Exercise
In the records below, locate the line containing "dark brown plumage", then extract it and all following lines exactly, ending with the last line.

******

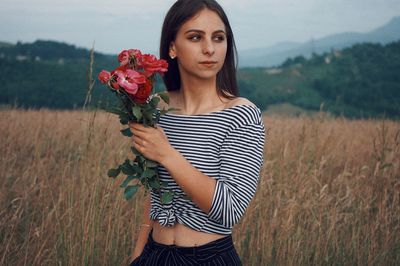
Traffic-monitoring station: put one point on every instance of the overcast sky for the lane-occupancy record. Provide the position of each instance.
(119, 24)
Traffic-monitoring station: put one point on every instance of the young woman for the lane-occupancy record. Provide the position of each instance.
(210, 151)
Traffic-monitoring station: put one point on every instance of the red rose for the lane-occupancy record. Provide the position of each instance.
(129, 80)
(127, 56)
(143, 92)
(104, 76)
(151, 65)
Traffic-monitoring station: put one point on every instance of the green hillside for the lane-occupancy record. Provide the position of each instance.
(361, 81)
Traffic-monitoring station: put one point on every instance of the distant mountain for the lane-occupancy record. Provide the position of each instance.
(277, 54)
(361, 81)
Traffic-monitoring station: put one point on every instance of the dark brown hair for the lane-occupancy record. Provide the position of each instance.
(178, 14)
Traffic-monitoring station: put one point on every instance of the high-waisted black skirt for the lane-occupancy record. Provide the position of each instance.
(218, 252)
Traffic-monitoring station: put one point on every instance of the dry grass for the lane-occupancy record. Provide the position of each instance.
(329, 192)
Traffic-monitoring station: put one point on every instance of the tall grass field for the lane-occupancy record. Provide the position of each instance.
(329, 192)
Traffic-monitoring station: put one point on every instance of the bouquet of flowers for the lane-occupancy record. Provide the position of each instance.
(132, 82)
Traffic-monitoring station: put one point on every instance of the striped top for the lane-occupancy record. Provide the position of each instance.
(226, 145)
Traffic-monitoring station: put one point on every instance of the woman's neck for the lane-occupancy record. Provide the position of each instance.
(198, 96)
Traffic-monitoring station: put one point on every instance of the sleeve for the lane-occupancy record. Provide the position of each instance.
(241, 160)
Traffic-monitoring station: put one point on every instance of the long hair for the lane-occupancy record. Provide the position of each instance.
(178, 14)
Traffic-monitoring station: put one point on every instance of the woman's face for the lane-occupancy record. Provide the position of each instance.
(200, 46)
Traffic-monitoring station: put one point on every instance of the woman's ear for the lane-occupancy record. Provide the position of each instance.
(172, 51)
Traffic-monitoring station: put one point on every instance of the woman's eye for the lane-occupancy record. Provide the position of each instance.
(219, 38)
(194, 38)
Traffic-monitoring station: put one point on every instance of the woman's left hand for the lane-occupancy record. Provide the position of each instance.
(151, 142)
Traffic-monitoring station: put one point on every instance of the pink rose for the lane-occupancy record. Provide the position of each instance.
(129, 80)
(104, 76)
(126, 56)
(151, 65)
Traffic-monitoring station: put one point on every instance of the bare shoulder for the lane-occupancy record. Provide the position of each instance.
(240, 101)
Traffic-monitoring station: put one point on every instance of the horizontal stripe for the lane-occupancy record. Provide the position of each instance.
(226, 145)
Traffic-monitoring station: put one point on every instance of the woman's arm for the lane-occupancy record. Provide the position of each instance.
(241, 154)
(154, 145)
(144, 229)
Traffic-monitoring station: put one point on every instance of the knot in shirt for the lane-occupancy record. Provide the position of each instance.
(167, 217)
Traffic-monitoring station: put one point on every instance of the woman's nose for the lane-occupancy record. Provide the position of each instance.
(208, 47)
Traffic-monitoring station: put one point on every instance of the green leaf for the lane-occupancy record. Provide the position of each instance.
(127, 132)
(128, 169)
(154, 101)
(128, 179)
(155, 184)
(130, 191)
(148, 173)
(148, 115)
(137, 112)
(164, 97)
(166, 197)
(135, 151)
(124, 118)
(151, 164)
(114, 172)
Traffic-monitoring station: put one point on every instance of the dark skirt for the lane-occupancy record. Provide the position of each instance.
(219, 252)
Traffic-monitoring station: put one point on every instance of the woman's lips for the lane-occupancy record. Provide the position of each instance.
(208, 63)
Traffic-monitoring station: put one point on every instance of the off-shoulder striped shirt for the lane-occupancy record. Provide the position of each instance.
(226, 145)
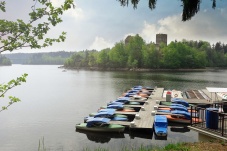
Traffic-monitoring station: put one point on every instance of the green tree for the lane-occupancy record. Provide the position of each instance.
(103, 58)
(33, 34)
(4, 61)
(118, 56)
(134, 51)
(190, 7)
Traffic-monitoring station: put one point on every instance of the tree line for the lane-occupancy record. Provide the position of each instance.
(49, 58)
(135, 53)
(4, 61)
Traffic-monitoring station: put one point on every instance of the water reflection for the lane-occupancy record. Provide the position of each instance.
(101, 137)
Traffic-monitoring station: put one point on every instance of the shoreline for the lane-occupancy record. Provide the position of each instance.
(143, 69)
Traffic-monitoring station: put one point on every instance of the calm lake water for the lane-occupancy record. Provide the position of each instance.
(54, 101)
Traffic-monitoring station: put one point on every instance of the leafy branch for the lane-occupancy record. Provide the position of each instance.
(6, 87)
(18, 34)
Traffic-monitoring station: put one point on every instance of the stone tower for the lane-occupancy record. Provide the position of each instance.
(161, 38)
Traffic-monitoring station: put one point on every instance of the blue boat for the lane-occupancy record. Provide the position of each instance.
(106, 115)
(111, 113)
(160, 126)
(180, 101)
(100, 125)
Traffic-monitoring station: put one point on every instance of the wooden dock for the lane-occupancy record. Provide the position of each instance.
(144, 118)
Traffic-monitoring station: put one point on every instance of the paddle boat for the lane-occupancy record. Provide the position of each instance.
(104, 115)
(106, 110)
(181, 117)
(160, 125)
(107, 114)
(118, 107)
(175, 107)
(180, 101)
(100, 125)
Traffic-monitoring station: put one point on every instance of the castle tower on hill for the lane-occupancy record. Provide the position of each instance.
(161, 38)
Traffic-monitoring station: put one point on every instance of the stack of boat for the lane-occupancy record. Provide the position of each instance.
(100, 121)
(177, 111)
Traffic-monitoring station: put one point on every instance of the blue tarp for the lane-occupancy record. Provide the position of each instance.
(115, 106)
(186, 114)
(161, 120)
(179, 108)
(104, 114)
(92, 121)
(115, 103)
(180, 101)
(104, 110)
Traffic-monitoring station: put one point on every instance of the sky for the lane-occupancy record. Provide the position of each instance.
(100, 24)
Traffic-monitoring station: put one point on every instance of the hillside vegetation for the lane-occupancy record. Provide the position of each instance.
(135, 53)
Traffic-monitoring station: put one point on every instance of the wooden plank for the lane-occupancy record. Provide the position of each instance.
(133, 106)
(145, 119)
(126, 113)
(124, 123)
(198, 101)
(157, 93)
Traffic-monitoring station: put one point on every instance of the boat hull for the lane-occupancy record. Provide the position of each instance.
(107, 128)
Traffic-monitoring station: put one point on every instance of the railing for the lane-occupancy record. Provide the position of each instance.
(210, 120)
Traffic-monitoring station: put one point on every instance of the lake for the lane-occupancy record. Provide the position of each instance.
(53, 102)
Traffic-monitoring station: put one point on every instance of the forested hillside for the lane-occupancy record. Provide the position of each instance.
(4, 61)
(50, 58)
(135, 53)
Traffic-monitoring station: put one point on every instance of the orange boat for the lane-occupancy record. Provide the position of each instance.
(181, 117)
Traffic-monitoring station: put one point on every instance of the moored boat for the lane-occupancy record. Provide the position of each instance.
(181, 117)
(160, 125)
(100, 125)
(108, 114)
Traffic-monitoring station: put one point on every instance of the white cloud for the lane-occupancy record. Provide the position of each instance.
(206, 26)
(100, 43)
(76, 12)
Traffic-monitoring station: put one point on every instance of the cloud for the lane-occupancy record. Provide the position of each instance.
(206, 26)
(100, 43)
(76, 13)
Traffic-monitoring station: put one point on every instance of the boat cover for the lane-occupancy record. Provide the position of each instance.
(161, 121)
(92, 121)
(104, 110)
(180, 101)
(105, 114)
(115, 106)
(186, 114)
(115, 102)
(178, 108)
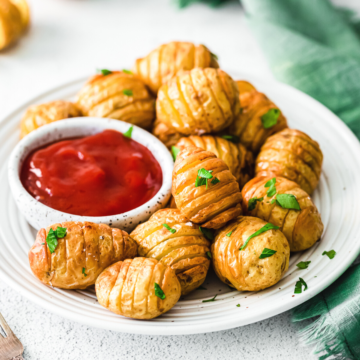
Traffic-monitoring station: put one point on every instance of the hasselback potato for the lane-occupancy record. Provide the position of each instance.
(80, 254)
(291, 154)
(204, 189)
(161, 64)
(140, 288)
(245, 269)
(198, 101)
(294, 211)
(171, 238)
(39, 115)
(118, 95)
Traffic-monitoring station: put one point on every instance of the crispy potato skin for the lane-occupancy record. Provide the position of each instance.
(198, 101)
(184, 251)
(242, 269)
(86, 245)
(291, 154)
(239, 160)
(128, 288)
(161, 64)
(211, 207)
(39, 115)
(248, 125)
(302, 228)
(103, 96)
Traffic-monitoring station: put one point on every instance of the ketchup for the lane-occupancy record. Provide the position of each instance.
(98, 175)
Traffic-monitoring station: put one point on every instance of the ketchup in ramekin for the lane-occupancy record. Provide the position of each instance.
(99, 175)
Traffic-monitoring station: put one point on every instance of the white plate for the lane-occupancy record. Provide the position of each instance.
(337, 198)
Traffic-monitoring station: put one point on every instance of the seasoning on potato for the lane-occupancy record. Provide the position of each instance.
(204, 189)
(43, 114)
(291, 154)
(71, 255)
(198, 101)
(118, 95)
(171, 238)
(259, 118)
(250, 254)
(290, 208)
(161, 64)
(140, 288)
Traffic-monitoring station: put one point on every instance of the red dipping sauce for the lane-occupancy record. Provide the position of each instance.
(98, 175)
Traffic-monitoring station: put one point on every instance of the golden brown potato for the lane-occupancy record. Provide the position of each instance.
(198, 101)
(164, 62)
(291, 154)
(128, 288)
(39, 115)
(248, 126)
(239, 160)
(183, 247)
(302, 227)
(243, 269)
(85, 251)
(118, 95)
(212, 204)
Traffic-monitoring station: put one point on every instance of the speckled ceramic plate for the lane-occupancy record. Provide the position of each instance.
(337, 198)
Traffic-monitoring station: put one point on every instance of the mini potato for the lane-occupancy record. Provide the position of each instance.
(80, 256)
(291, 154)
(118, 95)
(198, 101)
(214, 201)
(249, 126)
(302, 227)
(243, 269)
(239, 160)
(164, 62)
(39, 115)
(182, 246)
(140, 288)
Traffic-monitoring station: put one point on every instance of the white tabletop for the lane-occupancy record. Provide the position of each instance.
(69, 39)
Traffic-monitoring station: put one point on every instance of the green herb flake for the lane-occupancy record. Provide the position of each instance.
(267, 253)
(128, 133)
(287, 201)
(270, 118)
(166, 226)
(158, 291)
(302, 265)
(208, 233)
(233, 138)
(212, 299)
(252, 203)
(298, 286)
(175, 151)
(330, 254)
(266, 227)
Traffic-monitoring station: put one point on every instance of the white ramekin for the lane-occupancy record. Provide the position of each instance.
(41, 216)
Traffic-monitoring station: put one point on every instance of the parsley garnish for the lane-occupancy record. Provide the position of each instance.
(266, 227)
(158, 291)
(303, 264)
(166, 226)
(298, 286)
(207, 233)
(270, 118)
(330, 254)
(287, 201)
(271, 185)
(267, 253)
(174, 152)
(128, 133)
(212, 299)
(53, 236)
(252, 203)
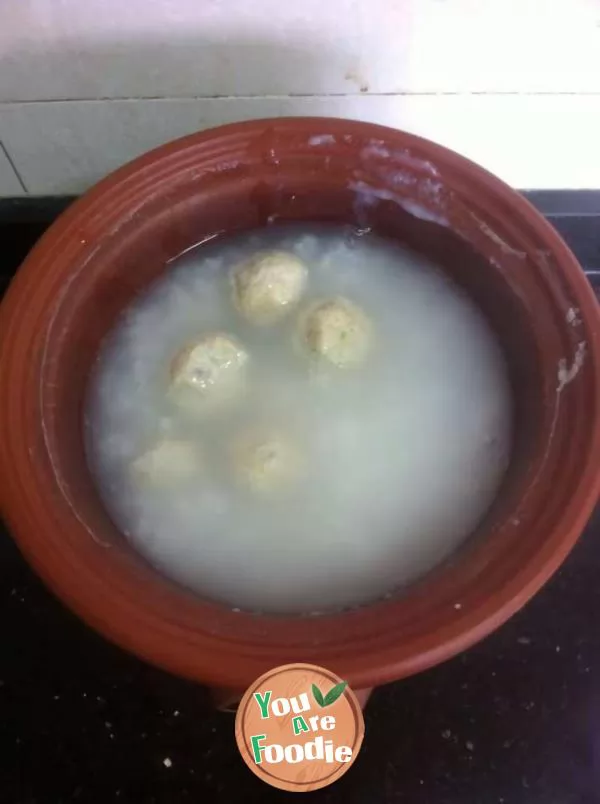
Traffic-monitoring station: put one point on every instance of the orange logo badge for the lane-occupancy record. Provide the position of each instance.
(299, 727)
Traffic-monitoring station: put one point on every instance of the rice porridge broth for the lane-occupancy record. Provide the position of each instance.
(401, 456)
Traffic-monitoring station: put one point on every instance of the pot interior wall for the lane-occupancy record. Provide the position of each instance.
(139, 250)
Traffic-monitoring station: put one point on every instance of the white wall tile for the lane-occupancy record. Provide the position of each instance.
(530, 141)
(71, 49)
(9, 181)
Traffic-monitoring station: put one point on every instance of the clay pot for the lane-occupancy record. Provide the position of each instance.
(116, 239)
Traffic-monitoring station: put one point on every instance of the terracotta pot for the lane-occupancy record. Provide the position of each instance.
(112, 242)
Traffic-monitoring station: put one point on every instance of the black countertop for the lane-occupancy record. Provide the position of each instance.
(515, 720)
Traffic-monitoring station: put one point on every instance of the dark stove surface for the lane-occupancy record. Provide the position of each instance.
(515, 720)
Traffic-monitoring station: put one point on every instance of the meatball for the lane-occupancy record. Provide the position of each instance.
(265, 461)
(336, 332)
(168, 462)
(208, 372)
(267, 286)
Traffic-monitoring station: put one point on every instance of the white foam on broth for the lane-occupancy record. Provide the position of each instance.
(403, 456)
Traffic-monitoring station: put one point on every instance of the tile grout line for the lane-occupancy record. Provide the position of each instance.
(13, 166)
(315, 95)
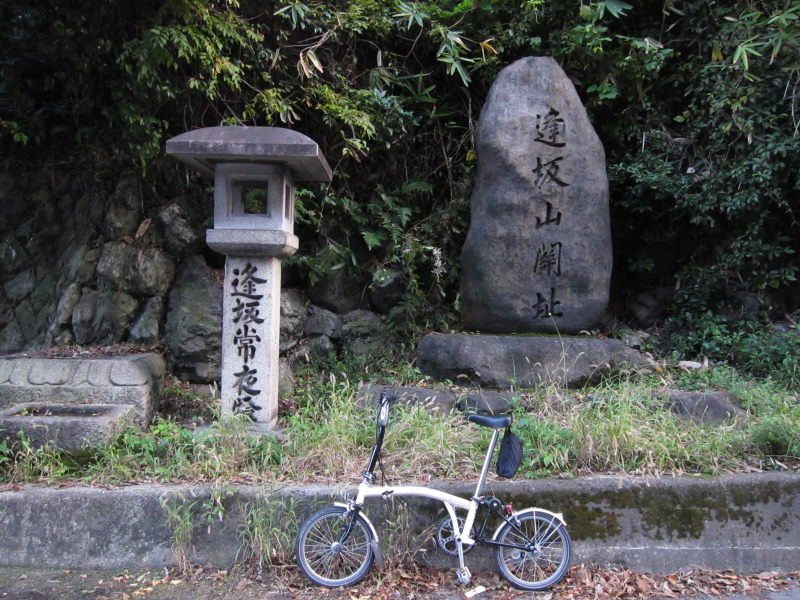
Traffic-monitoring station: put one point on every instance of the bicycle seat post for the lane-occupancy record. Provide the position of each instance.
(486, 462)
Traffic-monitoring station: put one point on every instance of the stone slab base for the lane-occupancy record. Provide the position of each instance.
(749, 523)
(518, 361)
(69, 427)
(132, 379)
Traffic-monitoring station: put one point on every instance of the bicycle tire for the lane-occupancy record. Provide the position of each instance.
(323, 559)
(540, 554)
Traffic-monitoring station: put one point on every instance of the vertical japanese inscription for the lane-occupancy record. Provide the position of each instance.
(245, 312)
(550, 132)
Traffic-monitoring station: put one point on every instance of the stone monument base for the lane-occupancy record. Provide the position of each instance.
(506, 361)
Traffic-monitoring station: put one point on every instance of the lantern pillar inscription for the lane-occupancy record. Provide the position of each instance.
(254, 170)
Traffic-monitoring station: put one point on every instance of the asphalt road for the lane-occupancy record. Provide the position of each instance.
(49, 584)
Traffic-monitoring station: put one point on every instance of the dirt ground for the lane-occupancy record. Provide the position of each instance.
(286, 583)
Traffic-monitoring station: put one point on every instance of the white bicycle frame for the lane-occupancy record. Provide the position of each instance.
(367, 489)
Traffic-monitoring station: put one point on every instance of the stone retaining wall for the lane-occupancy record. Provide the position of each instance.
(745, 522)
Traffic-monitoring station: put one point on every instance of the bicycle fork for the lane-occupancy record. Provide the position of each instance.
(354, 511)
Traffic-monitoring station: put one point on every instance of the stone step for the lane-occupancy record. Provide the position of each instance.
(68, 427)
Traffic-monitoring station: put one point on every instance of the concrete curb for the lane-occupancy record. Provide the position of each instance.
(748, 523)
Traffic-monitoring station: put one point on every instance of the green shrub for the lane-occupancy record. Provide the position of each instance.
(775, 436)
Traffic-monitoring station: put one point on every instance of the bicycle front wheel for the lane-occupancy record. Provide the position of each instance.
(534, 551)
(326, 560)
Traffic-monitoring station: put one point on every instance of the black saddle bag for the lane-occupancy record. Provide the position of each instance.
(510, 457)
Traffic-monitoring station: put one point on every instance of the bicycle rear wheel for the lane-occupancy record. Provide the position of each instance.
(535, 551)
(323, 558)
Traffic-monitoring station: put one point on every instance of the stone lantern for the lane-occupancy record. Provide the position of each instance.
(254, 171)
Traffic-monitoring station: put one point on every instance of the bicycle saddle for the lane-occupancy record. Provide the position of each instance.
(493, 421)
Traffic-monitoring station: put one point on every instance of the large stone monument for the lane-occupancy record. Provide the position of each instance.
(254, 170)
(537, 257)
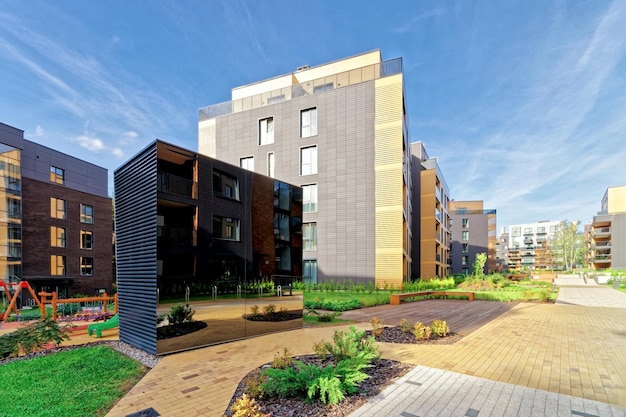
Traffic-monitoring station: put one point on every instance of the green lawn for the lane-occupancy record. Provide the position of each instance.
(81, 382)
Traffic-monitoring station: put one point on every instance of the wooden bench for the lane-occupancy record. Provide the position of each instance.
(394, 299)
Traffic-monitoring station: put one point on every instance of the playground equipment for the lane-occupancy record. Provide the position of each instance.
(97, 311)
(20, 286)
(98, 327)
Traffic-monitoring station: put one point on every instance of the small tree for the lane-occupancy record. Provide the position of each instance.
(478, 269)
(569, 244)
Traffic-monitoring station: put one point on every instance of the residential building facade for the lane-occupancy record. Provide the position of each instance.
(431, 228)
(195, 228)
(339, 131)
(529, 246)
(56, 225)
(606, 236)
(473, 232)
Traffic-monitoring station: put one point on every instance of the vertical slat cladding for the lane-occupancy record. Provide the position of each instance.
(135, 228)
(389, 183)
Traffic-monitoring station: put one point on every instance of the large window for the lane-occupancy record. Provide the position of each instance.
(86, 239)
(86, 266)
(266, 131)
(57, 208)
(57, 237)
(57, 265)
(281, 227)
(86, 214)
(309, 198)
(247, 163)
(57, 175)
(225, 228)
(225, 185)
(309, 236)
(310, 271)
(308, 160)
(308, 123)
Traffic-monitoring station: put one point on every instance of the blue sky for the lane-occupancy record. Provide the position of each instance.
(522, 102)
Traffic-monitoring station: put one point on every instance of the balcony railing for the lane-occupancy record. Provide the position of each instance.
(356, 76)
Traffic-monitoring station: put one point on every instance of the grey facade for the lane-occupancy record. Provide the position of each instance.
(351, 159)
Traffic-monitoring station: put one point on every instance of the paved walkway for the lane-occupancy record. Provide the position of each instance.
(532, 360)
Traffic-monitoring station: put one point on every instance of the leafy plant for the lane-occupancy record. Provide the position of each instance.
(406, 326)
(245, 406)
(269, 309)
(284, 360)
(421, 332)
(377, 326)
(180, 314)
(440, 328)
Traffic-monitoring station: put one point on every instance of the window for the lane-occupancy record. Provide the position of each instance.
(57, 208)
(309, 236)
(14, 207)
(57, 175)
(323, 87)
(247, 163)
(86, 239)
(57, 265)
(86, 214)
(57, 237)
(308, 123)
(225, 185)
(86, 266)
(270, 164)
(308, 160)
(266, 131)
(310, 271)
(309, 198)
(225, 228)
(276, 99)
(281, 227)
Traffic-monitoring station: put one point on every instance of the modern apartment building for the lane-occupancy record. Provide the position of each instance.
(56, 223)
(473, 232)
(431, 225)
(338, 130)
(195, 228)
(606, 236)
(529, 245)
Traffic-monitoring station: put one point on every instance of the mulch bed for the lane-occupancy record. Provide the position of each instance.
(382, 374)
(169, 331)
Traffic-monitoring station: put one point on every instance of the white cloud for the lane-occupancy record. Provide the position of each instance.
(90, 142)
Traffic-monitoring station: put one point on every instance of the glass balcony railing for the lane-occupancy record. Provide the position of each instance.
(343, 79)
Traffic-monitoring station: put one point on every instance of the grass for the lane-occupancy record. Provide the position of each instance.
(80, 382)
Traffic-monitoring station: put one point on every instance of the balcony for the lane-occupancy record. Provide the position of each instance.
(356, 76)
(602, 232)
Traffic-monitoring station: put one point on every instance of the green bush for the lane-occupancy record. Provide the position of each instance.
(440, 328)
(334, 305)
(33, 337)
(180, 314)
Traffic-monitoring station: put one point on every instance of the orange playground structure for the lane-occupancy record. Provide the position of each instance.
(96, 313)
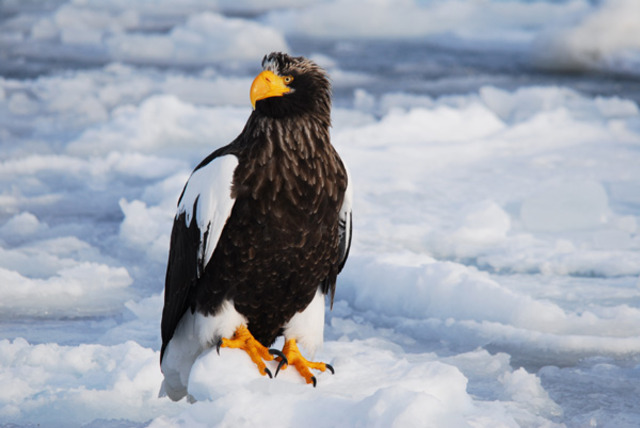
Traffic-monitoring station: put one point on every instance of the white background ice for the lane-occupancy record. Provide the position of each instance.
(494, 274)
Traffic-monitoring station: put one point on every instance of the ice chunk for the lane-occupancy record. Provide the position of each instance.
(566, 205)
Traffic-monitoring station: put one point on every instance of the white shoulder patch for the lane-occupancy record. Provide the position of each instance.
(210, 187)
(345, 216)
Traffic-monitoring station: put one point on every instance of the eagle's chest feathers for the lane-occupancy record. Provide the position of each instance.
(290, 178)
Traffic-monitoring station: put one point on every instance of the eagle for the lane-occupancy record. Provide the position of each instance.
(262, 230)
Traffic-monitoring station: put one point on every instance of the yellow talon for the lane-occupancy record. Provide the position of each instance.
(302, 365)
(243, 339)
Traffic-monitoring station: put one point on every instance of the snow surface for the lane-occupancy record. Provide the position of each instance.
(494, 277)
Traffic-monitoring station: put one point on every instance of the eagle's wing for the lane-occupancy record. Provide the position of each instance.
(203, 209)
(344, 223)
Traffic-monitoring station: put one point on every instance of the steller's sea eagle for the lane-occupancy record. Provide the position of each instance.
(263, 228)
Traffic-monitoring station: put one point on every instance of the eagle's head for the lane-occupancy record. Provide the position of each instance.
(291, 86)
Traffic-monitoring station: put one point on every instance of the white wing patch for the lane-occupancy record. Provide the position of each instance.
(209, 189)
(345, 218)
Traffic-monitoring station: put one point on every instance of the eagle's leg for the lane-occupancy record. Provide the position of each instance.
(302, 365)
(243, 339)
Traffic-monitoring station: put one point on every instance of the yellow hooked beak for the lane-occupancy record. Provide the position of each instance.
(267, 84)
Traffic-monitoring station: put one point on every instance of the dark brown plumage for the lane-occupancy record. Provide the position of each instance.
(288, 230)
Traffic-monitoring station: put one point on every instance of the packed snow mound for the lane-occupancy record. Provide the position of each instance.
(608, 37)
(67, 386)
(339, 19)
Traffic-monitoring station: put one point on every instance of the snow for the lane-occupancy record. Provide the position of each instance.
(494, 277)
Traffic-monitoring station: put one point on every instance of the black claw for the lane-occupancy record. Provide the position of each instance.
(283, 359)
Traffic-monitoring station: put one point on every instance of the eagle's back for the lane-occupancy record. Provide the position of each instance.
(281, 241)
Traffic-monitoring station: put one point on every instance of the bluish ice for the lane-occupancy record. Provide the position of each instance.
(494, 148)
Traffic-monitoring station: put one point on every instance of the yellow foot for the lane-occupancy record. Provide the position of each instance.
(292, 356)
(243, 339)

******

Worked answer
Traffic-monitoring station: put one point on every instance of the dark brown plumage for the lane-occupancy record. Provide the position of each instance.
(288, 230)
Traffic-monitoring station: put one point on every instance of the packed snow mound for the lane-occupancy record. Provide the position of each instance.
(608, 37)
(67, 386)
(339, 19)
Traffic-monitoring station: put one point on every instance of the snow for the lane-occupancy record. Provide the position of each instance.
(494, 277)
Traffic-monitoring station: put one point on every instance of the black claw for the lane-occupancy record. Provide the position of each instance.
(283, 359)
Traffic-monitoring station: put one point on every instance of the eagle's back for the lane-occupancy record. Provide the position of each instance.
(281, 241)
Traffic-monitoring station: put one point on every instance of the bluish ice for the lane-occupancy record. Provide the position of each instance.
(494, 148)
Traffic-monitoring station: put one point on every instance of the yellow foot for the lane-occupancy record. Provide the position of each instance.
(292, 356)
(243, 339)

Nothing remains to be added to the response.